Following the success of his debut show BI-TOPIA (★★★★ The Stage, ★★★★★ Reviews Hub), Manchester-based writer and performer Sam Danson returns with Daddy’s First Gay Date, a sharply comic new play directed by Rikki Beadle-Blair. Opening at Seven Dials Playhouse, London, from 28th October – 16th November 2025, the queer rom-com explores masculinity, shame, and coming out in your 30s, all set against the backdrop of a small northern town. With a story that follows Ben as he navigates first-time queer dating, impending fatherhood, and the messy truths of identity, the play promises both humour and heart while shining a spotlight on experiences often absent from the romantic comedy genre


Daddy’s First Gay Date

What first sparked the idea for Daddy’s First Gay Date? 

I knew from the beginning that I wanted to do a show about the highs and lows of queer dating, it’s such an interesting, yet relatively untapped world to explore. At first, it was just going to be the main character going on several dates with vastly different people, eventually though, I begun focusing in on a particular story of a man coming out in his 30s, and entering the queer world for the first time, there were so many questions that came from thinking how the character would react to that. Then there’s the countless questions around the person he dates, and his ex-partner, suddenly it’s a full show of chaos and drama!


Why did you want to frame the story as a romantic comedy? 

It's such a widely loved genre, so applying places and people not often seen in that genre felt like an interesting approach. Rom-coms are also ‘feel-good’ at their core, and as I’m naturally cynical, it felt like a cathartic challenge!


Did writing this play feel different from creating BI-TOPIA? 

Very! Stepping out of my comfort zone of largely autobiographical work was very new to me, but something I was sure I wanted to do. I also was excited at the prospect of writing for other actors. This play goes well beyond my own experiences, I’ve learnt so much doing it and needing to take far more time to listen to other people’s lived experience and use that to influence the script.


Do you think humour makes it easier for audiences to engage with difficult themes?

▶ **ENTRIES PROVIDED**:
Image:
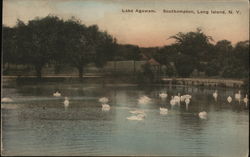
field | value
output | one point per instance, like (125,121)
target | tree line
(51,40)
(195,50)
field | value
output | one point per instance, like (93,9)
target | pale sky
(143,29)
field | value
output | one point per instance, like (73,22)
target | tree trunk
(134,67)
(38,71)
(80,70)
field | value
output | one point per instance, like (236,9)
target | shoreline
(131,80)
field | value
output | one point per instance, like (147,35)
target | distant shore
(104,79)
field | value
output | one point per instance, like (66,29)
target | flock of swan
(140,114)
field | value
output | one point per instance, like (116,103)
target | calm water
(37,123)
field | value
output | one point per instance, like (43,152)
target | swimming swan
(103,100)
(6,99)
(56,94)
(203,115)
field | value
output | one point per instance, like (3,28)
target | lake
(37,123)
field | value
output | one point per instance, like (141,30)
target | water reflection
(37,123)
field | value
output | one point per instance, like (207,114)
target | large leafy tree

▶ **TASK LIST**:
A - Who directs the play in the interview about Daddy's First Gay Date?
B - Extend the interview about Daddy's First Gay Date past its last sentence.

▶ **SOLVED TASKS**:
A - Rikki Beadle-Blair.

B -
For me it’s what comes naturally, I don’t want to say comedy is a better or worse way of addressing difficult themes, but it’s clearly effective, there are countless comedies that have fuelled powerful social discourse, but the same can be said for more dramatic work. Ultimately, I think the best dramas contain comedy at times, and the best comedies contain drama at times. The main reason I’m drawn to comedy though is because it’s the genre I’m most comfortable in at the moment, it used to terrify me to write more emotional or darker subject matter and not have a joke in there somewhere to break the tension, so much so that I would completely avoid it, but I’m getting over myself in recent times. 


Ben discovers he’s going to be a father on the same night he meets the man he ends up. Why bring fatherhood into the story? How do you think impending parenthood changes the stakes of the play? 

I think it certainly raises the stakes of the situation, but there’s a few reasons I wanted to explore that side of things. It tests the character’s morality; does living one’s ‘truth’ matter when a child is being brought into the world? But primarily, I wanted to showcase another under-represented aspect of queer life which is navigating a family as an LGBTQ+ person. There’s plenty of them in the world, and most of them far more functional as a family than the one I’m presenting in this show (thankfully)!


Do you think attitudes to masculinity and sexuality are shifting for younger generations, and how does Daddy’s First Gay Date sit in that conversation? 

They’re shifting both positively and negatively in younger generations to be honest, it’s a scary time and one of the first times younger generations have been so notably shifting towards the far right (politically), at the same time, some extremely inspiring people are also coming out of that generation and I could ramble for a long time, so I won’t, because ultimately Daddy’s First Gay Date looks at suburban society of all generations, and the issues that face those communities on issues of sexuality and masculinity.  It’s a very different experience to those growing up in metropolitan areas, but there are similarities that everyone will be able to relate to.


What’s the most challenging part of performing your own writing? 

Treating it with as much respect as I would somebody else’s script! I often ad-lib in early stages of rehearsal because in my head, I know what I’m trying to say. My director Rikki Beadle-Blair then beats me with an imaginary stick, reminding me to keep to what I wrote, and eventually I do (mostly)!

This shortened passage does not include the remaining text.